___ RECORD SET

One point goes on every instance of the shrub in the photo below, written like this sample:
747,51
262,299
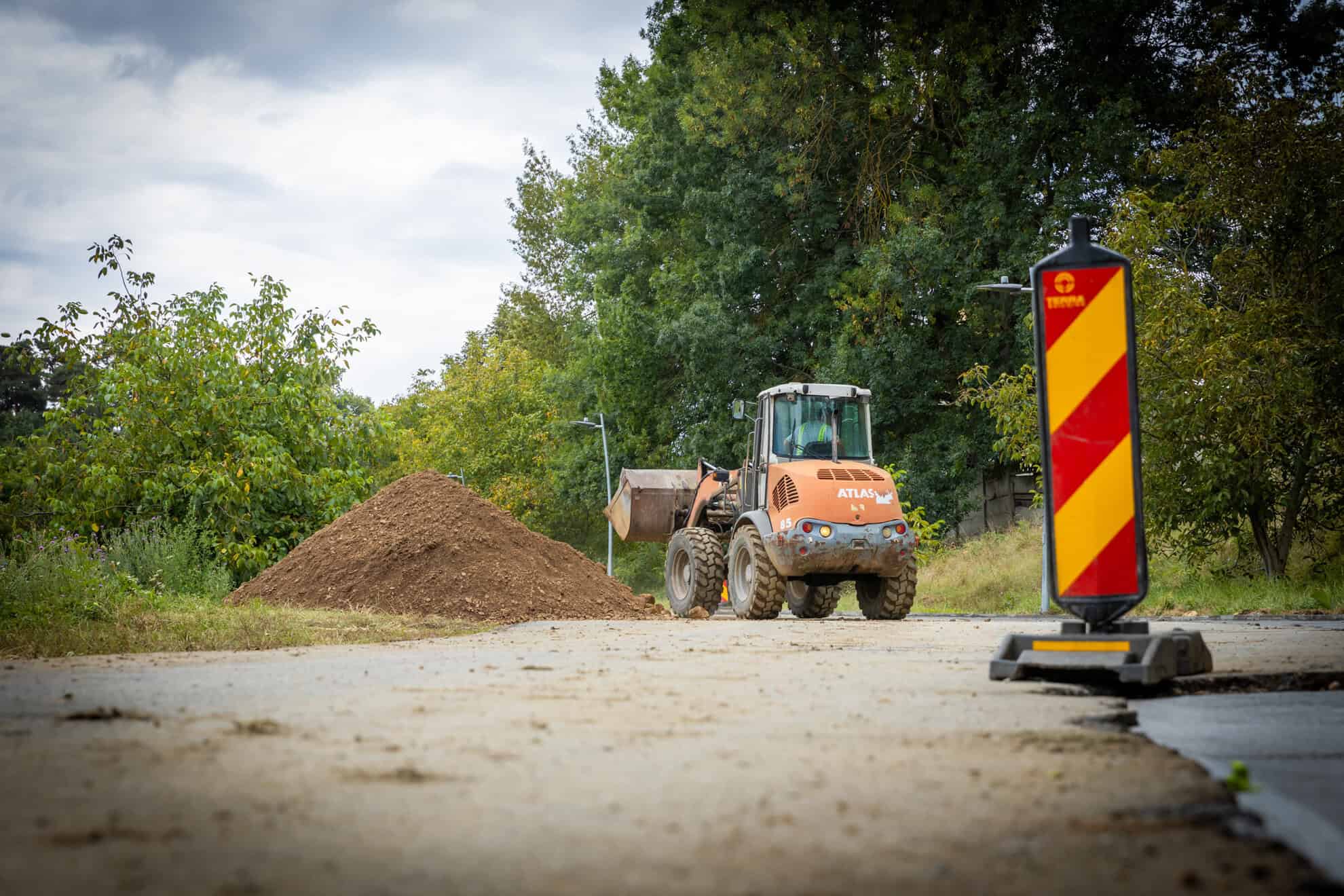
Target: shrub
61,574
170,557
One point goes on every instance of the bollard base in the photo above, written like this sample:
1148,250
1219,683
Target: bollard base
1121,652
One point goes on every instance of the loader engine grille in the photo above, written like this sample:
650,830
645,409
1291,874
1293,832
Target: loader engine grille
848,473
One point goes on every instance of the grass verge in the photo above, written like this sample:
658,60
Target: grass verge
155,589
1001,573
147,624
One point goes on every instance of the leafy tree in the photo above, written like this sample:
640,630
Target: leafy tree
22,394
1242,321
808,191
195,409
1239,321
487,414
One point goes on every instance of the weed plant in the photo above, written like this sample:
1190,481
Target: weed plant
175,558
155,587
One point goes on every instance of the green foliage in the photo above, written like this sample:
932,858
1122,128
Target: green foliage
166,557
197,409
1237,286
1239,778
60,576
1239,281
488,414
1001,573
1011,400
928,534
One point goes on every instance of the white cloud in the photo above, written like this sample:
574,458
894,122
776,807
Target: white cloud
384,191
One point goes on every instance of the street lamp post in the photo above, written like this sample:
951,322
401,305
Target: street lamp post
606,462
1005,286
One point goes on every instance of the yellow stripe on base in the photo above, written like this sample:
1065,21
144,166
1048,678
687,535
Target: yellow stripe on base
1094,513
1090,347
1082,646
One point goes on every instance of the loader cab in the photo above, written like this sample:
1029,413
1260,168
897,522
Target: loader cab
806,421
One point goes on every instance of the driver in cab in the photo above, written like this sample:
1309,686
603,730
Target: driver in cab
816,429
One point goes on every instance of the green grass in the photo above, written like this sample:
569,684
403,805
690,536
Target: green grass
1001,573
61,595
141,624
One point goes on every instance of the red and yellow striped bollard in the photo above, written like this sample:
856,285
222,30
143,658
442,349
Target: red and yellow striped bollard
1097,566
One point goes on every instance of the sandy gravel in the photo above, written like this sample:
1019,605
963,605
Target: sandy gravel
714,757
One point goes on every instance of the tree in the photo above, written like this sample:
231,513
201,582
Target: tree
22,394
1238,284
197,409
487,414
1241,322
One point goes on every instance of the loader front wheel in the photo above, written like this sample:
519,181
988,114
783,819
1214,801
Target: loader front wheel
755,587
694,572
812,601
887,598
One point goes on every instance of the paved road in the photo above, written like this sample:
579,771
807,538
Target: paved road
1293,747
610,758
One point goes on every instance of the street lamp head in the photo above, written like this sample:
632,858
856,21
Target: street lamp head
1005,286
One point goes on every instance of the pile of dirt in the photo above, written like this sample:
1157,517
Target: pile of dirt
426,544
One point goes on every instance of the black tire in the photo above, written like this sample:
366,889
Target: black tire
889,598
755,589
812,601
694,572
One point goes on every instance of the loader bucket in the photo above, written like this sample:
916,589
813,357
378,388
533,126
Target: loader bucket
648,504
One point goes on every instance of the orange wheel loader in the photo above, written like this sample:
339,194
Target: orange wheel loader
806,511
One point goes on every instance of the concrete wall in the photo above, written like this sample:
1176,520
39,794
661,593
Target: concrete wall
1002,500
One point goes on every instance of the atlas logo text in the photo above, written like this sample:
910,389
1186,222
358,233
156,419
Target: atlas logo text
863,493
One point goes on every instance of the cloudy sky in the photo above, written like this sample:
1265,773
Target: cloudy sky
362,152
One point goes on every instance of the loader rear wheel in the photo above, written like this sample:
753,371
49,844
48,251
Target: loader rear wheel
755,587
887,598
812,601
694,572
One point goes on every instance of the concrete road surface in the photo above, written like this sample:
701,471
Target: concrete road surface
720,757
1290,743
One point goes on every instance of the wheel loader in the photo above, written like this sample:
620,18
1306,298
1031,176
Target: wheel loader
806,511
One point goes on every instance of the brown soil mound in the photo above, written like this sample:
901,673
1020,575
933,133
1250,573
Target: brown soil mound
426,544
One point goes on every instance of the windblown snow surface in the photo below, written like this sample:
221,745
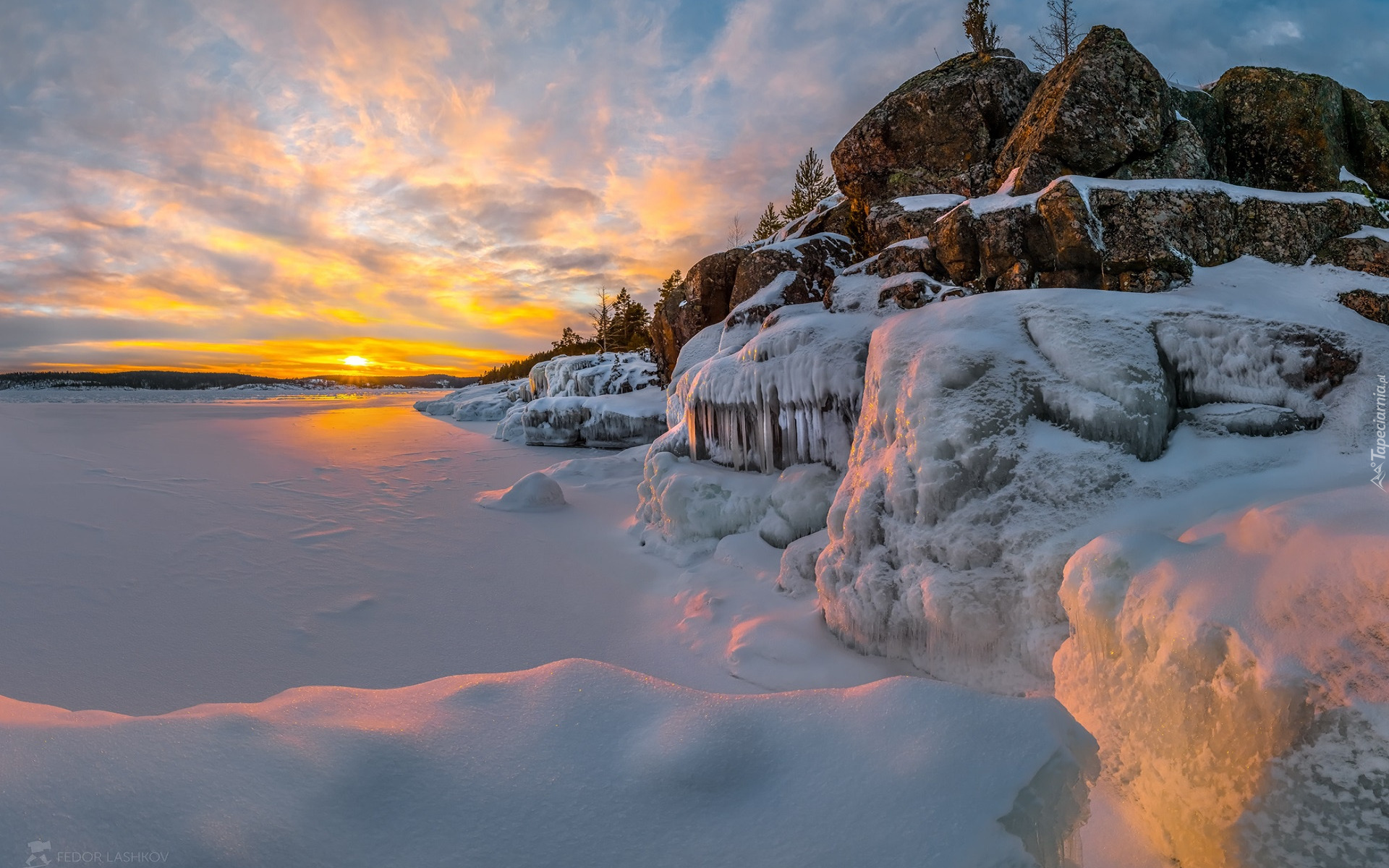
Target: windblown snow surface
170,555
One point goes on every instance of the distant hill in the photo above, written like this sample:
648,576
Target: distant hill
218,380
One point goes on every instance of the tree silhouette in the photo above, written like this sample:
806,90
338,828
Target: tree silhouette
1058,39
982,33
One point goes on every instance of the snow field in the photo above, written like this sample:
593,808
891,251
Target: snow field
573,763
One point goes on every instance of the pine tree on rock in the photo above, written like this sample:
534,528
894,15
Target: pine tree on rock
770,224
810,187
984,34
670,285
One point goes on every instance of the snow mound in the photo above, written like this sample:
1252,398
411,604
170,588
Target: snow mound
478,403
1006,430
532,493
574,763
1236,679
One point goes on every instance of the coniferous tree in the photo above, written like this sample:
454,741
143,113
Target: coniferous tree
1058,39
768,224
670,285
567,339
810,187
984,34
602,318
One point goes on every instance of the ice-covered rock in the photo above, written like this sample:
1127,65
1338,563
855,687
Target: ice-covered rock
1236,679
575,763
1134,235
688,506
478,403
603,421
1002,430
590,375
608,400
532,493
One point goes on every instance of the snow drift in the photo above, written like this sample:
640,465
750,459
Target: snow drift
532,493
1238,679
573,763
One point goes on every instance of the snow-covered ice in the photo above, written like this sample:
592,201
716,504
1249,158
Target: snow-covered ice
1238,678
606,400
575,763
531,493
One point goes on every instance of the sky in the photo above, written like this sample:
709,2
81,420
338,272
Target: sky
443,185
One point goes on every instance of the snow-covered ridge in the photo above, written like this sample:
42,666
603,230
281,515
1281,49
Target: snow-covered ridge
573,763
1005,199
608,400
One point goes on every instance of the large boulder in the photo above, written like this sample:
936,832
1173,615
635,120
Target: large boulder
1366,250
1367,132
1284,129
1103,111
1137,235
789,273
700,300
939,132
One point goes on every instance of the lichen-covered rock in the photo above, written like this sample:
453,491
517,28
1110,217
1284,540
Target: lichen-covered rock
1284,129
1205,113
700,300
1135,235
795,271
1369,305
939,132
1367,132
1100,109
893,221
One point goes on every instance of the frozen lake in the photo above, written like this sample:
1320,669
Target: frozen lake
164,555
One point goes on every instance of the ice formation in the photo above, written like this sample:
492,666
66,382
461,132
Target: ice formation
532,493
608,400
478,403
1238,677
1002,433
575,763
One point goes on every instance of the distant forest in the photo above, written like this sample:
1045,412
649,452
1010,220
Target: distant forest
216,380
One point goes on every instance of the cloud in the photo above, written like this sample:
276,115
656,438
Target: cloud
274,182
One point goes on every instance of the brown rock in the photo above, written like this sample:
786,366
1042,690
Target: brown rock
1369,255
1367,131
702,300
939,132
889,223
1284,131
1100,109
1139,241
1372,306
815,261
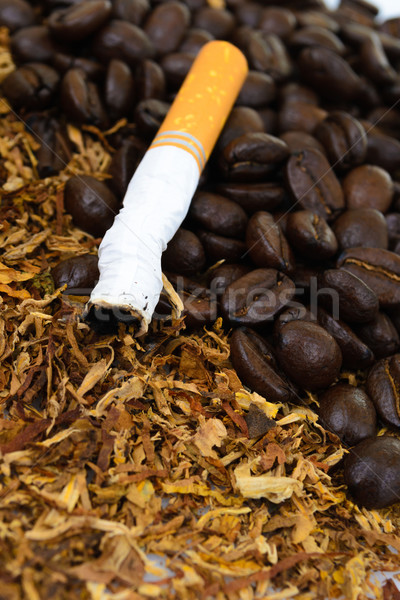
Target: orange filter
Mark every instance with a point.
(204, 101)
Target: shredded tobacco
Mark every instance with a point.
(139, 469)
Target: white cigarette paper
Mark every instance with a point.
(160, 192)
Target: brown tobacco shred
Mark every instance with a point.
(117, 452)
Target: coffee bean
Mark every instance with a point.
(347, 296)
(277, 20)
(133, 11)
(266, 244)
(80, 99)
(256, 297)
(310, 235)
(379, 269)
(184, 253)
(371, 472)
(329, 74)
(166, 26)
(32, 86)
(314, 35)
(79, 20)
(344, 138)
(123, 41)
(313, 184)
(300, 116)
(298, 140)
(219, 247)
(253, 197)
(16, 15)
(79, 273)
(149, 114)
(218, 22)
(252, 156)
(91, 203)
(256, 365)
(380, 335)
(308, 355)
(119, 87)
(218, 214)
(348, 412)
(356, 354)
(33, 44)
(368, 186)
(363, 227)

______

EXERCISE REQUIREMENTS - Output each line of the listing above, word for word, from the one holding "One point goes on every instance of the brown rock" through the last line, both included; omit the pictures.

IN RESPONSE -
One point goes on every instance of the brown rock in the photo above, written like this sample:
786,366
1042,690
Target: brown rock
1369,255
1367,131
702,300
939,132
889,223
1284,131
1100,109
1139,241
1372,306
815,261
Target: orange filter
Mark every instance with a point.
(204, 101)
Target: shredded tobacco
Mark every instance with a point.
(139, 469)
Target: white cigarette paper
Mark every instance with a point.
(160, 192)
Target: brown tobacco shred
Mark every instance with a point.
(117, 452)
Target: coffee bean
Mark every instance with a point.
(347, 296)
(277, 20)
(133, 11)
(266, 244)
(80, 99)
(256, 297)
(310, 235)
(379, 269)
(184, 253)
(371, 472)
(329, 74)
(166, 26)
(32, 86)
(314, 35)
(79, 20)
(344, 138)
(123, 41)
(313, 184)
(300, 116)
(298, 140)
(219, 247)
(253, 197)
(16, 15)
(79, 273)
(149, 114)
(218, 22)
(252, 156)
(91, 203)
(256, 365)
(380, 335)
(308, 355)
(119, 87)
(218, 214)
(348, 412)
(356, 354)
(33, 44)
(368, 186)
(363, 227)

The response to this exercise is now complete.